§ WHAT YOU SHOULD DO: In the forum thread on dwarf hamsters below, what does the reply give as the general rule when housing any animal?

§ EXCERPT PROVIDED:
# Dwarf hamsters play fighting?



## FluffyCannibal (Jan 2, 2012)

I bought my daughter 2 Chinese Dwarf hamsters just over a month ago. Over the last couple of weeks I've heard them squeaking a little bit at night, and at bed time my daughter said she saw them fighting. The only injury I've seen on either of them is a tiny bit of blood on one's nose. They are still playing and sleeping together, and both are very friendly. Are they just play fighting or could it be more serious?


----------



## Lil Miss (Dec 11, 2010)

Seperate them now

Chinese hamsters are not actively social animals, males will occasionally tolerate the presence of another male in a very strict housing set up, but more often then not it will only end in disasters
Fights between chinese happen very suddenly with very little to no warning and can very easily prove fatal to one or both
the general rule when housing any animal is to separate at the very first sign of blood

Chinese these days are kept as solitary animals as a rule


----------



## Louiseandfriends (Aug 21, 2011)

(Dataset excerpts on object pointing)

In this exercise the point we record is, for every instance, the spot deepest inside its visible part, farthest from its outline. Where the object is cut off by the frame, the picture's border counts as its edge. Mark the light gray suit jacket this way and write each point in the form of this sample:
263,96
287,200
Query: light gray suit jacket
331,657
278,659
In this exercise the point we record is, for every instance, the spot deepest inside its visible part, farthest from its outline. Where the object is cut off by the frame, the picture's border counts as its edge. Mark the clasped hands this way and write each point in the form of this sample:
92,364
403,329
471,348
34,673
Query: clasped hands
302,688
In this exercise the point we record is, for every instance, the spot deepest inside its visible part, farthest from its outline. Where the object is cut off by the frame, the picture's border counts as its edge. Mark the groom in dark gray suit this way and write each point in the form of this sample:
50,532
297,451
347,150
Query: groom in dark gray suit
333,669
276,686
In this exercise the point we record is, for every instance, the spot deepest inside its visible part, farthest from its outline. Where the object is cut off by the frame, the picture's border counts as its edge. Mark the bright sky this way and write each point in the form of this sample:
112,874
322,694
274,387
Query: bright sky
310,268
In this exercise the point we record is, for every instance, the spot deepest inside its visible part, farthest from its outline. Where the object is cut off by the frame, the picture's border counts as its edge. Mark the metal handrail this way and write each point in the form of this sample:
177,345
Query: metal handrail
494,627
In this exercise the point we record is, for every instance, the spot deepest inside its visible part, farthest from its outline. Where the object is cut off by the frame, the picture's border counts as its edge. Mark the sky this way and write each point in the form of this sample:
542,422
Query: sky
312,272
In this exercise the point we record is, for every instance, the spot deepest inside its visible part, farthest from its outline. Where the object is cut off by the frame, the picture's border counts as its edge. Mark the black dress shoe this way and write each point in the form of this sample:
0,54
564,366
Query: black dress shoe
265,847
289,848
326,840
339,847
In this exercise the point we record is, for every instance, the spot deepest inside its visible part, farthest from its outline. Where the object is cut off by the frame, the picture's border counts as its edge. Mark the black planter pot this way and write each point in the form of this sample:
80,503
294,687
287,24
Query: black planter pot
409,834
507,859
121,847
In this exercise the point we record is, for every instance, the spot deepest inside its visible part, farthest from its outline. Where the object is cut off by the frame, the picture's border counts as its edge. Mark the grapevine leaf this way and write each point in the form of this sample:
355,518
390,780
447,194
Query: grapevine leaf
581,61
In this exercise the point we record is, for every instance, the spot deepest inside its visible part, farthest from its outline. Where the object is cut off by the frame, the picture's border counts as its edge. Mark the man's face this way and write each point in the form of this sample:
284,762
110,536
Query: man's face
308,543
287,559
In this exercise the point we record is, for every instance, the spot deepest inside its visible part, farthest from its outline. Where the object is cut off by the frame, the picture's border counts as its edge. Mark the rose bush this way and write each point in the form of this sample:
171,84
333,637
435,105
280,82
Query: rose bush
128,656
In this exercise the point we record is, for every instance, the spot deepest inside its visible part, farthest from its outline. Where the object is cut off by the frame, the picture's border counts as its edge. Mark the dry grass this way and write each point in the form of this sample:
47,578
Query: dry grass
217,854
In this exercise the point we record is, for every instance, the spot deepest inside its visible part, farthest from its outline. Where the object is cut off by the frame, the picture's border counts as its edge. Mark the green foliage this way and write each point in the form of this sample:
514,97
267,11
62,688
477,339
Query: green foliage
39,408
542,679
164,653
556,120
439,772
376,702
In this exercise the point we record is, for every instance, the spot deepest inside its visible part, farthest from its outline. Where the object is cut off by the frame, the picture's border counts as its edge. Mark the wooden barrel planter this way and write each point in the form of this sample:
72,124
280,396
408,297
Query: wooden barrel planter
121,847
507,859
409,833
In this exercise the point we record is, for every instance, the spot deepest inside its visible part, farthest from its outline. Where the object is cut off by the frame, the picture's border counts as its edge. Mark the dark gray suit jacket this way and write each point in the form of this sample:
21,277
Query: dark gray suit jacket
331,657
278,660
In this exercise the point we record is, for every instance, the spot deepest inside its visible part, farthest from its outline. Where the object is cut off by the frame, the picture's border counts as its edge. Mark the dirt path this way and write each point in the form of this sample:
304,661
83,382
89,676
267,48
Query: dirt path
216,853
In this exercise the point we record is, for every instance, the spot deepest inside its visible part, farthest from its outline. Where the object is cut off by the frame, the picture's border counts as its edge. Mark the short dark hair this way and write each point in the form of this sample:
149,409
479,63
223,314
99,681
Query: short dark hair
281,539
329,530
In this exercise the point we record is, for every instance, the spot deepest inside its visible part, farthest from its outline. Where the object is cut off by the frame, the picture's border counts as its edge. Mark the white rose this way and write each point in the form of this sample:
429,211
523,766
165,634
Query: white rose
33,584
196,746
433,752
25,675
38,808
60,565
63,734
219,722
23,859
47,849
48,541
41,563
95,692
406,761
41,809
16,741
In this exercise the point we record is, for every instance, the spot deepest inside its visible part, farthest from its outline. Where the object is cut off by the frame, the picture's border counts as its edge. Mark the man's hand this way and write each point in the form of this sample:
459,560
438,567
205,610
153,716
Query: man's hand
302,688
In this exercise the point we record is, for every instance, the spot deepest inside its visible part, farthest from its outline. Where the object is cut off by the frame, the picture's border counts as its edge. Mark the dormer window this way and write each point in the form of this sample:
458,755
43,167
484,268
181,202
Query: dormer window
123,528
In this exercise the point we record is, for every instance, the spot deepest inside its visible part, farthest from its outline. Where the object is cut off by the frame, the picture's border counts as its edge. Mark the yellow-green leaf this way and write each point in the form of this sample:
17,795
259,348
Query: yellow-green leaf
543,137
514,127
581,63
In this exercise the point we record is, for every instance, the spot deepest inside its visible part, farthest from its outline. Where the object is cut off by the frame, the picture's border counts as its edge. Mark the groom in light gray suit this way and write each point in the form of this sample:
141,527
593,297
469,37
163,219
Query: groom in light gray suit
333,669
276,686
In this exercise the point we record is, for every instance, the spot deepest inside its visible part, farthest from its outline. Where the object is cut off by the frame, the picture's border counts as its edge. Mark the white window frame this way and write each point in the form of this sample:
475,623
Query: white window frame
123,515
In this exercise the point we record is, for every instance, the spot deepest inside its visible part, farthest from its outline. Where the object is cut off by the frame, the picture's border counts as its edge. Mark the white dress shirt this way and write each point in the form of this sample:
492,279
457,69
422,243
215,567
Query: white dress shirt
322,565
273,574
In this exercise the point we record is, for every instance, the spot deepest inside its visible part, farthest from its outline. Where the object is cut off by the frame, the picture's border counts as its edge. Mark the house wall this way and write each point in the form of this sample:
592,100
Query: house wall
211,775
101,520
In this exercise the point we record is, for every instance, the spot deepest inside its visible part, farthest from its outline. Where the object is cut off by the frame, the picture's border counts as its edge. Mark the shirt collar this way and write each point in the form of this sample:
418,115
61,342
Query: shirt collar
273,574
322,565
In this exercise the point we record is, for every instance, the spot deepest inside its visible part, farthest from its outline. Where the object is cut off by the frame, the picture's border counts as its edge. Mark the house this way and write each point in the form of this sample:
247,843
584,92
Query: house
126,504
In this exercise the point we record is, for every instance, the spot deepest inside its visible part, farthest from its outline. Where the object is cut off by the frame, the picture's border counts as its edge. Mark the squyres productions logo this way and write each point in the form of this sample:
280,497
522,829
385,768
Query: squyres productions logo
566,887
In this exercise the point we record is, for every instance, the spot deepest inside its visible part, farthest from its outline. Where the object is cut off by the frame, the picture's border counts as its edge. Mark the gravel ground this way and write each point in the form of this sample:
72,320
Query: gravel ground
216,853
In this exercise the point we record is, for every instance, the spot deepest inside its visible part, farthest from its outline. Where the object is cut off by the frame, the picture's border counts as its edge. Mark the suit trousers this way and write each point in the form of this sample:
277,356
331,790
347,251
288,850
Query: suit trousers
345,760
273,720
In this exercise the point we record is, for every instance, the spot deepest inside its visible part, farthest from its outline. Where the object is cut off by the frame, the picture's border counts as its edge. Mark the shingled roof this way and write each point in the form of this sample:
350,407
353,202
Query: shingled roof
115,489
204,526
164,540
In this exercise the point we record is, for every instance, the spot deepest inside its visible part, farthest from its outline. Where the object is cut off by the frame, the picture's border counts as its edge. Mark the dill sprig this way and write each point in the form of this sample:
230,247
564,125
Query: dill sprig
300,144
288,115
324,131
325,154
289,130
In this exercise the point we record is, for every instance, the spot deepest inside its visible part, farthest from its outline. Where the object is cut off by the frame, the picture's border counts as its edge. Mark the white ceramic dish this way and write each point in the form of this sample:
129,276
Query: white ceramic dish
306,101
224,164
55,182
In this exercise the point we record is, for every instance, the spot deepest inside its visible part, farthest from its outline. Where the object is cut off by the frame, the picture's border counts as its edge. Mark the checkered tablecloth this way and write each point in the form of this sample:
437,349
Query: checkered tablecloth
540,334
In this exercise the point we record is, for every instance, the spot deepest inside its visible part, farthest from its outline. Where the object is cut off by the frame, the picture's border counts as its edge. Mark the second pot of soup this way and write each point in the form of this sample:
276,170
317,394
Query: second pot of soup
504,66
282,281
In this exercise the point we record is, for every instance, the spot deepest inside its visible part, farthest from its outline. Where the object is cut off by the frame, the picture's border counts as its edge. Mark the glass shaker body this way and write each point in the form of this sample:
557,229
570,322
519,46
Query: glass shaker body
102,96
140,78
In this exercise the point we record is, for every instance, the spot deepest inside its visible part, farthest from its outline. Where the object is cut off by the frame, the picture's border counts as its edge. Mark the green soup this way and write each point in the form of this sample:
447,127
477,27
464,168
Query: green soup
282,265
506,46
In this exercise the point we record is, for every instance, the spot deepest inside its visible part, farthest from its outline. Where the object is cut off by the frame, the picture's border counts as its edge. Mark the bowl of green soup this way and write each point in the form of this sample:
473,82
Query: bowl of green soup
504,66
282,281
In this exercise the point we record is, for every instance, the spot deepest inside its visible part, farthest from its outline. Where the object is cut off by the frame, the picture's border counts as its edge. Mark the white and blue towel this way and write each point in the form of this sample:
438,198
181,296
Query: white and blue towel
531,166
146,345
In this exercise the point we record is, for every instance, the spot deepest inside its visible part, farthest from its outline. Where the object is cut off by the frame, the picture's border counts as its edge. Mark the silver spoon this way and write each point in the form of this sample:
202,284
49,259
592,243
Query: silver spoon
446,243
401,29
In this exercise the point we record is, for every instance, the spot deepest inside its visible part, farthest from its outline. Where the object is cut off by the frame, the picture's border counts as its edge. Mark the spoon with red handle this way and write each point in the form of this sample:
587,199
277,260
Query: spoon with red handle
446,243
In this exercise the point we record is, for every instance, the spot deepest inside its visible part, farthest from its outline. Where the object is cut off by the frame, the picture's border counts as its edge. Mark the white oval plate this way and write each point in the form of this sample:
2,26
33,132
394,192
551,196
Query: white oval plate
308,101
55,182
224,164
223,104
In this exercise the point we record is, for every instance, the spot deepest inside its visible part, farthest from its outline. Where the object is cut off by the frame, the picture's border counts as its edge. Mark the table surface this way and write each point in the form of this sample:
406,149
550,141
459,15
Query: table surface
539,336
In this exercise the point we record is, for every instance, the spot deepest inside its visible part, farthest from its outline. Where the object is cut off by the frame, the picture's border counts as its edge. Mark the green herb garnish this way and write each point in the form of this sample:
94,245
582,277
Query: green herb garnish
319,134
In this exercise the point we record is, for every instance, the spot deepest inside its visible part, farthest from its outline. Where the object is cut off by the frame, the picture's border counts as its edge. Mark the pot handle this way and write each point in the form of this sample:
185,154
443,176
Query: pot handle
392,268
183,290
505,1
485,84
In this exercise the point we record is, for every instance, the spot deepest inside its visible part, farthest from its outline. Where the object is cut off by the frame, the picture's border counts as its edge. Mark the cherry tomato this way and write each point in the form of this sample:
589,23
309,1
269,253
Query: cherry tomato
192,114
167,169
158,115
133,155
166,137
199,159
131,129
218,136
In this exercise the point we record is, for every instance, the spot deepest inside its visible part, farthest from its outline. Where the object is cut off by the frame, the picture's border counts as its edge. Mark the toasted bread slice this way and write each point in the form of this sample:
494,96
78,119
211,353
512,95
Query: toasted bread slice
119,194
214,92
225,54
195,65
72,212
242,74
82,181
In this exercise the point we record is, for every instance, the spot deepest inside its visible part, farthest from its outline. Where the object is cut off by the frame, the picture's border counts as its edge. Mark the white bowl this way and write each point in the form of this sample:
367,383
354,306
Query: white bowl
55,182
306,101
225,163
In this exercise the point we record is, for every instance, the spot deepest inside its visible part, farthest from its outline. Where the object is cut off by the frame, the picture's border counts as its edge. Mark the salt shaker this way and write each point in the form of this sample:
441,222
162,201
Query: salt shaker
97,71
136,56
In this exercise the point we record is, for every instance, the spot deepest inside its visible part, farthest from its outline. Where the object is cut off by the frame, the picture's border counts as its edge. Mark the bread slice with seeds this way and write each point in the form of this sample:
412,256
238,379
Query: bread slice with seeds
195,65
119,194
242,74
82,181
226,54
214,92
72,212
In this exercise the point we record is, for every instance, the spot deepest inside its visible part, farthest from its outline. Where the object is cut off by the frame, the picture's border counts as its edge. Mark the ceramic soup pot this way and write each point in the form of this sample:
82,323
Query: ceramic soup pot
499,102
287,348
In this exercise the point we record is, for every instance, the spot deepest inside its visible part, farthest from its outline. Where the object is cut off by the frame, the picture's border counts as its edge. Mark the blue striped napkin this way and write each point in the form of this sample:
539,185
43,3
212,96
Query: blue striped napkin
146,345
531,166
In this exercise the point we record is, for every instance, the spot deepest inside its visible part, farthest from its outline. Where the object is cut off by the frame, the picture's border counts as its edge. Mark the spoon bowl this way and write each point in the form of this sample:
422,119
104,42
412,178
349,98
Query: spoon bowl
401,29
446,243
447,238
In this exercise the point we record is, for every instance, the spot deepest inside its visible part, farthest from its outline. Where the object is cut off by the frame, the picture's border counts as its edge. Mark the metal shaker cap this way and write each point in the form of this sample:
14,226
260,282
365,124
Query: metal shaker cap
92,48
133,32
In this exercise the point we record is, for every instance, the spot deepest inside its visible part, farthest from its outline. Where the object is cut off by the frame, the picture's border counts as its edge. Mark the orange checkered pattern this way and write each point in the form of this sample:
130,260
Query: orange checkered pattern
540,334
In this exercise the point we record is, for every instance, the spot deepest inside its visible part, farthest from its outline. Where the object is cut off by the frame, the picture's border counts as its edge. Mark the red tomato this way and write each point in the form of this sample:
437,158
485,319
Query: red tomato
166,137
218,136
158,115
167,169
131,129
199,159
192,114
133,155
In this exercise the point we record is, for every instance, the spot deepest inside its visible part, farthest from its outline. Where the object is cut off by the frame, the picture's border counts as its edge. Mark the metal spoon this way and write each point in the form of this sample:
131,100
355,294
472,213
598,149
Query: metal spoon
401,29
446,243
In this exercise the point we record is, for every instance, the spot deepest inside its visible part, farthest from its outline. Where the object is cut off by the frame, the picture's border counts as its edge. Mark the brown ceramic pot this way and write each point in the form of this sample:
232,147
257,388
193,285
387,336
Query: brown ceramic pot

§ ANSWER TO THIS PROBLEM: Separate them at the very first sign of blood.